Exercise inputs →
▶

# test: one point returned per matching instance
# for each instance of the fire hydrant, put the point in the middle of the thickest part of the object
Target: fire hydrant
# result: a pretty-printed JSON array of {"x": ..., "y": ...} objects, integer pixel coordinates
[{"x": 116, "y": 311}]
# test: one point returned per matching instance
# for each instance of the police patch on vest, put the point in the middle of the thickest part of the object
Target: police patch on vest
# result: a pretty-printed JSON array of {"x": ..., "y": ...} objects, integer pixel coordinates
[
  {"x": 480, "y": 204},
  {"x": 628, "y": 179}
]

◀
▶

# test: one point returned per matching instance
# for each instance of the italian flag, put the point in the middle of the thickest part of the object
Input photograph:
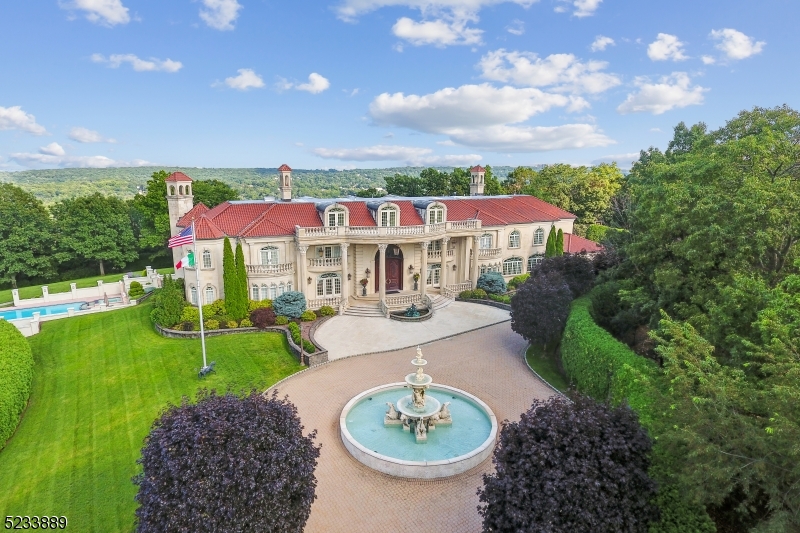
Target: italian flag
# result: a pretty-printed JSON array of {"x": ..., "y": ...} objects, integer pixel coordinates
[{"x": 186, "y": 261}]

◀

Problem details → How many lines of the data above contain the word "police"? Reply with the number alone.

Answer in full → 2